PROBLEM DESCRIPTION: Establish the number of lines below that contain the string "outcrop". State that number alone.

DATASET RECORDS:
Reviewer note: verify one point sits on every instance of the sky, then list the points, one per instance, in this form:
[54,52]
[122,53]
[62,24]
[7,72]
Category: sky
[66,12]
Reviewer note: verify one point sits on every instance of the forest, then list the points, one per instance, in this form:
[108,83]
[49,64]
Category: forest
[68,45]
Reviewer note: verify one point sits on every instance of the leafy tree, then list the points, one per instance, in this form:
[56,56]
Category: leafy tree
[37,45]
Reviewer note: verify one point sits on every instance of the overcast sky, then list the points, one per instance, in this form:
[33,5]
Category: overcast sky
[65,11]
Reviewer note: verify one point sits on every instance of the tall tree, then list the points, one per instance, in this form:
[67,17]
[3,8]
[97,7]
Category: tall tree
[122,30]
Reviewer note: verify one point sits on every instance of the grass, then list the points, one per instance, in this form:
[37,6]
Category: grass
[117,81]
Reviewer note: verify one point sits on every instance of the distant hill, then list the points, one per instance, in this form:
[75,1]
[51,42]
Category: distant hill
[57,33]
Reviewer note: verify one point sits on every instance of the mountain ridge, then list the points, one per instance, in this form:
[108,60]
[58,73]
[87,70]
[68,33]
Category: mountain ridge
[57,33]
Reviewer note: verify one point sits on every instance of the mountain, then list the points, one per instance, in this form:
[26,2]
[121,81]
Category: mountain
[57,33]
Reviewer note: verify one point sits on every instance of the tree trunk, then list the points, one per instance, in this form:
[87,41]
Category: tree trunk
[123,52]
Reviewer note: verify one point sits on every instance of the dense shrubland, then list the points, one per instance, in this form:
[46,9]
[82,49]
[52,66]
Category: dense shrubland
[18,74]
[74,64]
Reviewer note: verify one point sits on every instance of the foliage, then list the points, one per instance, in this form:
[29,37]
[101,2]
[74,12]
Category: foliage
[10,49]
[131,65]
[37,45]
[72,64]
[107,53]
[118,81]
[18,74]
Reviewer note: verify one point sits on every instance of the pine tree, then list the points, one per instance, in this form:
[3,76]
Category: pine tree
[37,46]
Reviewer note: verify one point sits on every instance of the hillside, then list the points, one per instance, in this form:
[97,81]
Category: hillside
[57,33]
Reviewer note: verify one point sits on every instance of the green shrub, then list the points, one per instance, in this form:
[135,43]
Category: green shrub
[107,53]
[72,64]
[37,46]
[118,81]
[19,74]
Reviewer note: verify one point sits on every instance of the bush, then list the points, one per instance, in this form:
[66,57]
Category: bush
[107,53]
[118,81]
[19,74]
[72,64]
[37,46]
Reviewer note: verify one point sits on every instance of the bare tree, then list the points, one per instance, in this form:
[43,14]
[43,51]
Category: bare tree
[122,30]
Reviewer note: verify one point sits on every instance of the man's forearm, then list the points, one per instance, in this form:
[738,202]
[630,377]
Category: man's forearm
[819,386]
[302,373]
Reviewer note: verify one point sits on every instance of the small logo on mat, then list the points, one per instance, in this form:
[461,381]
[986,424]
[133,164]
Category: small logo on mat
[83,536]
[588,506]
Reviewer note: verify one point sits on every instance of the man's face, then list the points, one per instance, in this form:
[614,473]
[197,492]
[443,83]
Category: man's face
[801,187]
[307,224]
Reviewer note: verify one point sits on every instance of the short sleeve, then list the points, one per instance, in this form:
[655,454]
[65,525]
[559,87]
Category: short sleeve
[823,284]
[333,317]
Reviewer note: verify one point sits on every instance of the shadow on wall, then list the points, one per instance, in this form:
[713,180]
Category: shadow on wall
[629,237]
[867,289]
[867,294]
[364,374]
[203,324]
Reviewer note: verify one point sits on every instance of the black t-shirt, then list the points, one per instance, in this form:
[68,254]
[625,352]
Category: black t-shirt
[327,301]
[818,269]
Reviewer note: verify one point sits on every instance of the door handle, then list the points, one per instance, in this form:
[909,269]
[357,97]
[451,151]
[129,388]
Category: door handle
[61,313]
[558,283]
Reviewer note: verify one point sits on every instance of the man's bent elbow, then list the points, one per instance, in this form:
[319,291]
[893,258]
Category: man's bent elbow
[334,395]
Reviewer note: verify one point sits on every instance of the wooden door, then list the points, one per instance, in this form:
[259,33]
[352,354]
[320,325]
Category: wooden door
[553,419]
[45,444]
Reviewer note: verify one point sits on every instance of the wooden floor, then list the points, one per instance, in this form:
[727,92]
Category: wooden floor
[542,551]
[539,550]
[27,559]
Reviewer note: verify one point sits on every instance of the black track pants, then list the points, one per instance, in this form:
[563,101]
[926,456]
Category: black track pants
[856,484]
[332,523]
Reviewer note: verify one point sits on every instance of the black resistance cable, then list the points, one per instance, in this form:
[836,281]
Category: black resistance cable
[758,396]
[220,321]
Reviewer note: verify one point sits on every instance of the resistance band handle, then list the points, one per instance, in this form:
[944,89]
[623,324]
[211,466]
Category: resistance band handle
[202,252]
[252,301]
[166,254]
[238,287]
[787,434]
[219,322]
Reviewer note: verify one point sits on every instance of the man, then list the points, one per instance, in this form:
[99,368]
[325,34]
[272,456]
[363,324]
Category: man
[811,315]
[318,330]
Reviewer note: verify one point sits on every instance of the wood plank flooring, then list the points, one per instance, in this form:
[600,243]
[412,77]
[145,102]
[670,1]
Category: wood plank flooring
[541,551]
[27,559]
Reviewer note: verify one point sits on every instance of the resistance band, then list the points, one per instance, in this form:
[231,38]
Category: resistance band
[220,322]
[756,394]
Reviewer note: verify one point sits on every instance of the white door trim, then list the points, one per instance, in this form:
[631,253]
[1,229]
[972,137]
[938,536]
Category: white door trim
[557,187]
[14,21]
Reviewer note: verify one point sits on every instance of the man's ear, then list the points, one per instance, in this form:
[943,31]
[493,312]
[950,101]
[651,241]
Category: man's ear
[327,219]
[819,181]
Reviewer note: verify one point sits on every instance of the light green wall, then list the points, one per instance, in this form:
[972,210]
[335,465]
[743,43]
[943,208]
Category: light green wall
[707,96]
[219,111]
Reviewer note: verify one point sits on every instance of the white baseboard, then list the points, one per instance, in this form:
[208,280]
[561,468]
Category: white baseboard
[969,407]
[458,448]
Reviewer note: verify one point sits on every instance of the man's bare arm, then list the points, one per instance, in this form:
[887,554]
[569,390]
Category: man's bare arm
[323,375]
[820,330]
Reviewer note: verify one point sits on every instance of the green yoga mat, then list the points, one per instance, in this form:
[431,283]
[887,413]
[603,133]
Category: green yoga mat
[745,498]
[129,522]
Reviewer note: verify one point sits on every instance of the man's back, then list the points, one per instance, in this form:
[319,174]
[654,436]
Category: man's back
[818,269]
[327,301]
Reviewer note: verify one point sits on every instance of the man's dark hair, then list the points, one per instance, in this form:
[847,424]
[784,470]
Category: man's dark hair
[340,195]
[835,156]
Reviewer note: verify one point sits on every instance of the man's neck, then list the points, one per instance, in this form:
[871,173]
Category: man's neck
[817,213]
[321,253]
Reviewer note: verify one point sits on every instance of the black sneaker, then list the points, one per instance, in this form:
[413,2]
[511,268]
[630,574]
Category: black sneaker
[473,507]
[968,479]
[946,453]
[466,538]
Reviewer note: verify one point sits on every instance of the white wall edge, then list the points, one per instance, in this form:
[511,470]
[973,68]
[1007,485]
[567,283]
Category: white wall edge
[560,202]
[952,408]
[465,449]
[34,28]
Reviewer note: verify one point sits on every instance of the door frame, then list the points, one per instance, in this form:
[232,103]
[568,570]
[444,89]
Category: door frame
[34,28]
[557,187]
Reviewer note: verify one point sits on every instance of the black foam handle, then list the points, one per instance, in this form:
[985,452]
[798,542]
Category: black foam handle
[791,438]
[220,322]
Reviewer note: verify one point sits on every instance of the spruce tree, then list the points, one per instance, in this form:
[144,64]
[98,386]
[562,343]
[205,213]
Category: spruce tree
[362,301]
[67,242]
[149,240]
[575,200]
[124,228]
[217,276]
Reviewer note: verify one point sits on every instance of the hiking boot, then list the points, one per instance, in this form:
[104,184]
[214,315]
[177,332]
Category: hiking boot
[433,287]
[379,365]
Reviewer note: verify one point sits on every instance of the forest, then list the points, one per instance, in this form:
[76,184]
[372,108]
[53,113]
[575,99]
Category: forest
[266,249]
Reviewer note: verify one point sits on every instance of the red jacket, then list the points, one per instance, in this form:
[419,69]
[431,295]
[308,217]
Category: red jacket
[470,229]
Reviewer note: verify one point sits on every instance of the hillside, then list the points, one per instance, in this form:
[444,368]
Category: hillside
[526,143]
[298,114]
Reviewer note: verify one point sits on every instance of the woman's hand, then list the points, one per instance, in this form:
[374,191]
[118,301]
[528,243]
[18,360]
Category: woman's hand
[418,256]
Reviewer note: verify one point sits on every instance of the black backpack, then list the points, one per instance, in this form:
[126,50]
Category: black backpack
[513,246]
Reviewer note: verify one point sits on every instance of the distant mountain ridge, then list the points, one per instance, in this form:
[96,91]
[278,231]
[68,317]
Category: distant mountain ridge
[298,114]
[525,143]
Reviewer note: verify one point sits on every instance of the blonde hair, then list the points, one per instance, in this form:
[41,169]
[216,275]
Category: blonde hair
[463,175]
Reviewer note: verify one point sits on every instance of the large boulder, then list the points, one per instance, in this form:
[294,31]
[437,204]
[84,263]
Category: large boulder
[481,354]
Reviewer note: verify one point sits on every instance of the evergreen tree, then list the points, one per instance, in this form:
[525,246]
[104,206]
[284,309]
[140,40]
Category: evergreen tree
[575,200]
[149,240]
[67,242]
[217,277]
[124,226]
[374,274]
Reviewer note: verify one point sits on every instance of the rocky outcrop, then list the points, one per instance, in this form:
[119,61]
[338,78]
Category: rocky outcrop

FINAL ANSWER: 2